Work order:
All entries below must be output word for word, and the pictures left behind.

Information provided:
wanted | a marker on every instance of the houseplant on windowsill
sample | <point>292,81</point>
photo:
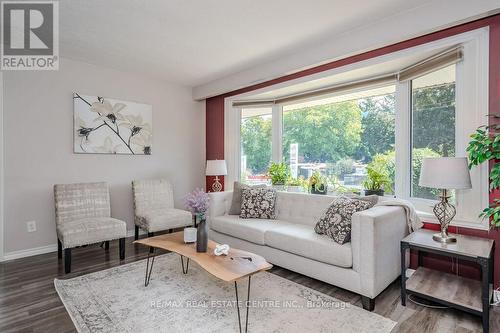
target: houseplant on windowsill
<point>377,180</point>
<point>279,174</point>
<point>318,183</point>
<point>197,202</point>
<point>297,185</point>
<point>484,147</point>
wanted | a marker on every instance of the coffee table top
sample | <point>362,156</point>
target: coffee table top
<point>236,265</point>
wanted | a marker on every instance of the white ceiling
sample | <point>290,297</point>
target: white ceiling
<point>194,42</point>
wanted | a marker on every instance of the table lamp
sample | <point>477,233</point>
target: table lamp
<point>445,173</point>
<point>216,168</point>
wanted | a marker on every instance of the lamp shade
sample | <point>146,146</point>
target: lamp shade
<point>216,168</point>
<point>445,173</point>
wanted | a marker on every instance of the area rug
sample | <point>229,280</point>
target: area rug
<point>115,300</point>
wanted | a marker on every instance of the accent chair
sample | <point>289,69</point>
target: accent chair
<point>83,216</point>
<point>154,207</point>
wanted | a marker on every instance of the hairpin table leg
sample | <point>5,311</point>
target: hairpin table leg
<point>184,271</point>
<point>247,304</point>
<point>149,269</point>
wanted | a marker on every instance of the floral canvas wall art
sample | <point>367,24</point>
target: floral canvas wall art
<point>109,126</point>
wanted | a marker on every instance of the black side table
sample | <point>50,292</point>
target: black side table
<point>450,290</point>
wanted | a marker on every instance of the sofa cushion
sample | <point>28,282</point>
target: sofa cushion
<point>251,230</point>
<point>302,240</point>
<point>258,203</point>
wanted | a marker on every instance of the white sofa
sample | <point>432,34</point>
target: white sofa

Exercise response:
wanted | a marker on every instance of the houseplant on windowsill
sample | <point>292,81</point>
photo:
target: houseplant on windowsill
<point>377,180</point>
<point>279,174</point>
<point>318,183</point>
<point>197,202</point>
<point>297,185</point>
<point>484,147</point>
wanted | a marker on every instance of the coffee table top
sample | <point>362,156</point>
target: coffee table top
<point>236,265</point>
wanted | a marker on every instance of the white ceiling
sample | <point>290,297</point>
target: white ceiling
<point>194,42</point>
wanted | a marker on every instance of the table lamp
sample | <point>477,233</point>
target: table lamp
<point>445,173</point>
<point>216,168</point>
wanted | a marker on every instance of the lamp shade
sample | <point>146,146</point>
target: lamp shade
<point>216,168</point>
<point>445,173</point>
wanted | a marker on every instance of the area rug
sample | <point>229,280</point>
target: area rug
<point>115,300</point>
wanted | a marker on every instance of the accent chair
sample | <point>289,69</point>
target: accent chair
<point>83,216</point>
<point>154,207</point>
wanted | a marker on every instance of the hairpin table leg
sample | <point>5,311</point>
target: hairpin table leg
<point>184,271</point>
<point>247,304</point>
<point>149,269</point>
wanted | a marker on every instance of the floral canvas wall art
sample | <point>367,24</point>
target: floral canvas wall art
<point>109,126</point>
wanted | a marker on every instance of the black side table
sample | <point>50,292</point>
target: black side table
<point>450,290</point>
wanted | a marker on every instance of the sofa cushion
sample | <point>28,282</point>
target: sofa cushion
<point>251,230</point>
<point>302,240</point>
<point>258,203</point>
wanted | a marker on every instance of the white sofa
sample | <point>432,34</point>
target: white sofa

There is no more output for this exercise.